◆ Problem description ◆
Render these lines as a Markdown table with two columns, Row and Line, one row per line, and leave out any blank lines.

◆ Extracted entries ◆
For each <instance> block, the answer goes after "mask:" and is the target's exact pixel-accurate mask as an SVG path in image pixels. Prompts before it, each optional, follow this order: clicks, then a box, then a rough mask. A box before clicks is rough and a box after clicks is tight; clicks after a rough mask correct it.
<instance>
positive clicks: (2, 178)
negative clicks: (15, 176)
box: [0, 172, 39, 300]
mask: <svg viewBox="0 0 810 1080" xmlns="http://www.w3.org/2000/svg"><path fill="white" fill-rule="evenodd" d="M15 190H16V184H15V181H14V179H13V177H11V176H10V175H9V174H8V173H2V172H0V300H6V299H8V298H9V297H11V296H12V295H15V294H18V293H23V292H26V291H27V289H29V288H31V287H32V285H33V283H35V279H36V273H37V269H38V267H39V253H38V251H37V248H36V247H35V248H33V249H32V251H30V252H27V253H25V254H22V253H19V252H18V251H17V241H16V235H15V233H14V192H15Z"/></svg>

◆ Response below ◆
| Row | Line |
|---|---|
| 1 | For each <instance> block, the answer goes after "mask:" and is the target's exact pixel-accurate mask as an SVG path in image pixels. Prompts before it, each optional, follow this order: clicks, then a box, then a rough mask. A box before clicks is rough and a box after clicks is tight; clicks after a rough mask correct it. |
| 2 | <instance> |
| 3 | positive clicks: (2, 178) |
| 4 | negative clicks: (15, 176) |
| 5 | box: [0, 172, 39, 300] |
| 6 | mask: <svg viewBox="0 0 810 1080" xmlns="http://www.w3.org/2000/svg"><path fill="white" fill-rule="evenodd" d="M15 190H16V184H15V181H14V179H13V177H11V176H10V175H9V174H8V173H2V172H0V300H6V299H8V298H9V297H11V296H12V295H15V294H18V293H23V292H26V291H27V289H29V288H31V287H32V285H33V283H35V279H36V273H37V269H38V267H39V253H38V251H37V248H36V247H35V248H33V249H32V251H30V252H27V253H25V254H22V253H19V252H18V251H17V241H16V235H15V233H14V192H15Z"/></svg> |